§ **Alıştırma yönergeleri**:
[A] Meral Akşener hakkındaki metinde "Aslında Akşener, Behramoğlu" sözlerinin geçtiği yerden başlayıp "ve devlet belirliyor." sözlerinden sonra durarak ilgili bölümü birebir kopyalayın.
[B] Meral Akşener hakkındaki metne göre normları kimler belirliyor?
[C] Meral Akşener hakkındaki metni kaldığı yerden sürdürün.

§ **Alıntı**:
_ _ _ _

Meral Akşener, “Türkiye’nin iyi ve cesur insanları,
teröre ve dış cepheye karşı, elbette devletinin ve ordusunun yanında
duracaktır. Bu birlik görüntüsü, bizim varlık sebebimizdir” diyor.[1]
Ataol Behramoğlu, niye varolduğunu İYİ bilen Akşener
için, “Sahnede pırıl pırıl, apaydınlık bir kadın konuşuyor… Samimi, bilgili,
açık sözlü, zarif. Slogandan uzak, cesur, esprili” tespitinde bulunuyor. Sonra
tuhaf bir akılla, bizzat Meral Akşener’e sesleniyor ve “Ülkenin sağıyla,
soluyla, ortasıyla normalleşmesinde çok önemli bir işlev üstlendiğinizi,
işinizin çok güç olduğunu görüyorum ve biliyorum” diyor.[2] Behramoğlu, bir
hafta sonra, bazı yoldaşlarının eleştirisi üzerine, bu yazısını sahiplenip, “Ben,
herhangi bir ülkeyi, devleti değil, bütünüyle Batı’yı, aydınlanma düşüncesini
savunuyorum” dedikten sonra, Meral Akşener’in ABD projesi olmadığını
düşündüğünü söylüyor. Oysa herkes, o Batı ve Aydınlanma düzleminde yan yana
geliyor.
Aslında Akşener, Behramoğlu gibilerle birlikte birçok
ismin ve yapının varlık sebebini doğru tespit ediyor. Devlet ve ordu, Batı’yı
ve Aydınlanma’yı anlatıyor. Onların kurduğu insan, kendisi dışındaki kurgulara
saldırıyor. Normalleşme dedikleri bu. Herkes, bu normal kurguda yer alabilmek
için çırpınıyor. Normal olan, teoriyi ve pratiği tayin ediyor. Normları
burjuvazi ve devlet belirliyor.

_ _ _ _

Segmentasyon veri kümesi kayıtları
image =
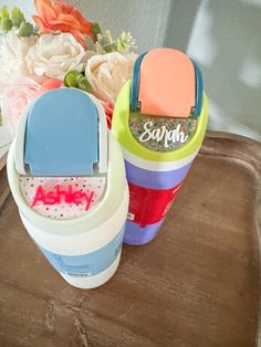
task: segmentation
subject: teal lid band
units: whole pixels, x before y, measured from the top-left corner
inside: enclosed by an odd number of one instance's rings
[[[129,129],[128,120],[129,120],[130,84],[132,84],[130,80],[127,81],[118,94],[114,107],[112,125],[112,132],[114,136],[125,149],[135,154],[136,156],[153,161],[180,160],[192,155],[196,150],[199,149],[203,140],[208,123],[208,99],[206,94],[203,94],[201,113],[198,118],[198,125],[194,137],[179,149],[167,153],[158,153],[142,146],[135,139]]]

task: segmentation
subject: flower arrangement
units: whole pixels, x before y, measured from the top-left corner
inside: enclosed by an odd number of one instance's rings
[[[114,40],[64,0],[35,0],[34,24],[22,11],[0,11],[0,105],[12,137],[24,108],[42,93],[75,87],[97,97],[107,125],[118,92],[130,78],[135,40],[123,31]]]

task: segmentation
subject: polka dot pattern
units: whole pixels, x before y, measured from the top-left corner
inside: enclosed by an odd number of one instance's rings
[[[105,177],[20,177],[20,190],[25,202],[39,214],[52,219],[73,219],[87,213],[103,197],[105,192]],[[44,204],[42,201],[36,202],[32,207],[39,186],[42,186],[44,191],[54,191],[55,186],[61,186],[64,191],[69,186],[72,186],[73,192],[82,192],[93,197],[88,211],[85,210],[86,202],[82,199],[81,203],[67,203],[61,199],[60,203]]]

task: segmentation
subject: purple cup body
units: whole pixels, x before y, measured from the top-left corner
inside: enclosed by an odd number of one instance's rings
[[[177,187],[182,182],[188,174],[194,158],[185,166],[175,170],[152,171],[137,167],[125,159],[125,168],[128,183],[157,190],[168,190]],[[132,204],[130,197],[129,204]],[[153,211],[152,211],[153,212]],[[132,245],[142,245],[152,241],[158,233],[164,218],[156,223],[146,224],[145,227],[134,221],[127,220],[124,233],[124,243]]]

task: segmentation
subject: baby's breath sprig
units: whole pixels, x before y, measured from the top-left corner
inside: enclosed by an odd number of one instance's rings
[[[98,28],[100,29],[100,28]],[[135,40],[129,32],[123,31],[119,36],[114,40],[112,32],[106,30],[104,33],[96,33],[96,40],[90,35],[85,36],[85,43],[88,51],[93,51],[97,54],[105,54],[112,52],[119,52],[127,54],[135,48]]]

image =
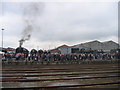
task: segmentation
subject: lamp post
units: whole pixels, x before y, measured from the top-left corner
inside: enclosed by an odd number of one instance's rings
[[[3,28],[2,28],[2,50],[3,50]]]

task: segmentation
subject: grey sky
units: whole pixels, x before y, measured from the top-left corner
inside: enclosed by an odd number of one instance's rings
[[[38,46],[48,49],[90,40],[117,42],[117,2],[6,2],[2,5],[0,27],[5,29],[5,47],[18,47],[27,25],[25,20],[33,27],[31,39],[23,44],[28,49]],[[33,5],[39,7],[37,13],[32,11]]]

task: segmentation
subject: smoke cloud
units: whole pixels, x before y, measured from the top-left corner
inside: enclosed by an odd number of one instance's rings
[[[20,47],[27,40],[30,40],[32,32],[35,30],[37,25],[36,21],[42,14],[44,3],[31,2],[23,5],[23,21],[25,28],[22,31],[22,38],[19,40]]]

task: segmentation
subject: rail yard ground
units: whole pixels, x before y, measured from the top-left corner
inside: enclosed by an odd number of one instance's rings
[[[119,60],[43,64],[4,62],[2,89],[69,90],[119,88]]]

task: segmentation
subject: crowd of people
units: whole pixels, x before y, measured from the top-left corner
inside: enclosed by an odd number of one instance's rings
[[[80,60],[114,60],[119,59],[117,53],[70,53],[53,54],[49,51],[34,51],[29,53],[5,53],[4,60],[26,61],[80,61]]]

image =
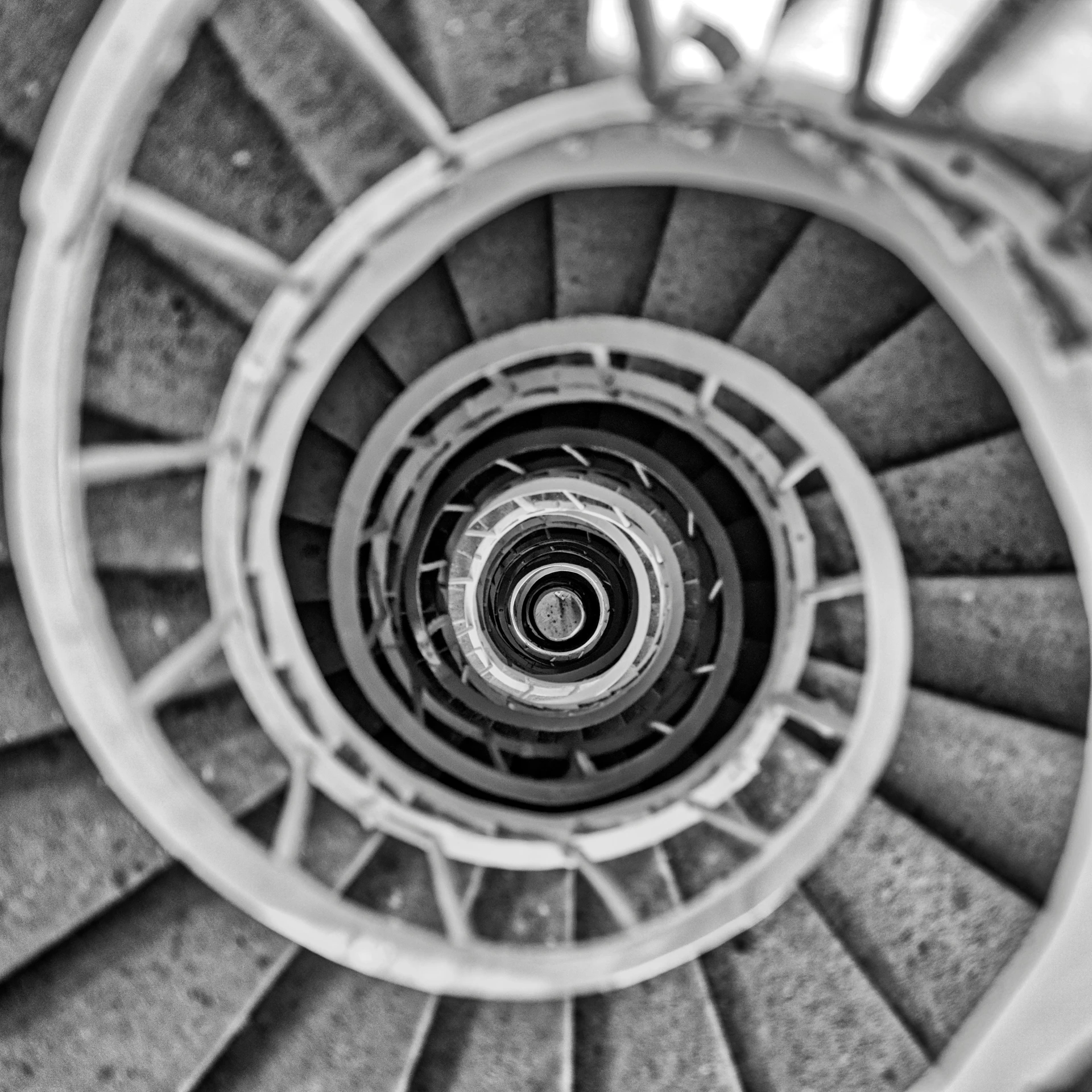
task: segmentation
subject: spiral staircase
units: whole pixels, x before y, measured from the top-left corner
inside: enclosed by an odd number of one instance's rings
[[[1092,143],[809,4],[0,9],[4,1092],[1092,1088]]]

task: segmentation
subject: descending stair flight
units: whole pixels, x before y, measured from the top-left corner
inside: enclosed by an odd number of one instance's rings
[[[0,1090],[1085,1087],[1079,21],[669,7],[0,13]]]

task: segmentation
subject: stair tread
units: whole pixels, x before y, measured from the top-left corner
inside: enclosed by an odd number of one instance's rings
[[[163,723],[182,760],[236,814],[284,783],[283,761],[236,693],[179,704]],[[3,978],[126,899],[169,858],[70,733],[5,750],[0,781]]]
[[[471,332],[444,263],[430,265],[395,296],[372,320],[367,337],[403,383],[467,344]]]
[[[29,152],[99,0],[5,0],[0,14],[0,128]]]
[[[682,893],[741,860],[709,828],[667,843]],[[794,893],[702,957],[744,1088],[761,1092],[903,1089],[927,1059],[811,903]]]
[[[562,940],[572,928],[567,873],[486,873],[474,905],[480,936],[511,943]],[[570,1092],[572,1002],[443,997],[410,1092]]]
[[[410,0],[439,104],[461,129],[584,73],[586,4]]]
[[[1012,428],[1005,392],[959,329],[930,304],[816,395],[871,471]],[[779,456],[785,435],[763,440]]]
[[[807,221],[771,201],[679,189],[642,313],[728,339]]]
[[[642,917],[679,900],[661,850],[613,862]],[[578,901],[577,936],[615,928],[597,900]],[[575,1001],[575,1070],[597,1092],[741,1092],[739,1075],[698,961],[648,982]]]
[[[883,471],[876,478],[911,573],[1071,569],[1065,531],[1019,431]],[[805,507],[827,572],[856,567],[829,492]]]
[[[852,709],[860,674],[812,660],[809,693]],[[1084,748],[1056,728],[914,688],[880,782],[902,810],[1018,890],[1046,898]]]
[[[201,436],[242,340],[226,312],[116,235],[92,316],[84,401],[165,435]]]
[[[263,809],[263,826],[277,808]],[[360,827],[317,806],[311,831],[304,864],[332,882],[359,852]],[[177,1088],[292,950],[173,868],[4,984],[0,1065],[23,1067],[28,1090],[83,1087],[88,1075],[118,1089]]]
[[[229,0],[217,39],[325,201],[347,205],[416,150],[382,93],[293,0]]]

_ _ _ _

§ **Görev bazında yanıtlar**:
[A]
Aslında Akşener, Behramoğlu gibilerle birlikte birçok
ismin ve yapının varlık sebebini doğru tespit ediyor. Devlet ve ordu, Batı’yı
ve Aydınlanma’yı anlatıyor. Onların kurduğu insan, kendisi dışındaki kurgulara
saldırıyor. Normalleşme dedikleri bu. Herkes, bu normal kurguda yer alabilmek
için çırpınıyor. Normal olan, teoriyi ve pratiği tayin ediyor. Normları
burjuvazi ve devlet belirliyor.

[B] Burjuvazi ve devlet.

[C]
Sonuçta herkes, içtimaya alınıyor, nereye
saldıracağına, neler söyleyeceğine dair emirleri alıp görev yerlerine
dağılıyor. AKP, onu eleştirenlerle aynı yerde duruyor, Ortadoğu’ya, buranın
pazarına, ilişkiler ağına, gerilimli sahasına girmesi gereken devlet adına
hareket ediyor, kendisinin kirleneceğini gören devlet, kendi sol muhalefetini
örgütlüyor. Kendisini orada temize çekiyor.
“Hayatla ölüm,
özgürlük talebiyle zulüm ve baskı, insanca yaşama özlemiyle daha çok sömürme
hırsı” sol örgütler şahsında uzlaşıyor. Dev-Yol ve türevleri, gerekli
talimatlar uyarınca bu uzlaşının resmini çiziyorlar. Sayfayı çevirince
karşımıza, uzlaşma siyaseti çıkıyor. TİSK ve DİSK, bu düzlemde yan yana
geliyor. “Arzusu, ‘sosyalist bir rejimden ziyade ılımlı bir koalisyon
hükümeti”[4] olan sosyal demokrat Friedrich Ebert’in adına hareket eden vakıf,
bu düzlemde Marksizm seminerleri düzenliyor.[5] Akşener gibi bu sosyalistler de
varlık sebeplerini iyi biliyorlar.
* * *
Neticede artık
bu ülkede Osman Kavala’yı idam edecek bir devrim mümkün değil, çünkü o, artık
iş insanı, herkesin yoldaşı! İş de insan da kutsal. Birleşilen yer de burası. Neticede
Ataol Behramoğlu’nun ve Meral Akşener’in Batı’sı da insanı da bir. O insan ve o Batı, devrim istemiyor.
Belçika gibi
kimi ülkelerde beş yıl oy kullanmayanların oy hakları ellerinden alınıyor. Beş
yılı aşkın bir süredir yurtdışında olanların sadece oy hakkına hatta
malına-mülküne el koyacak bir devrim de artık mümkün değil Türkiye’de. Herkesin
çocuklarına Batı dillerinde rahatça söylenebilecek isimler verdiği koşullarda,
buna itiraz edecek o kadar çok örgüt var ki!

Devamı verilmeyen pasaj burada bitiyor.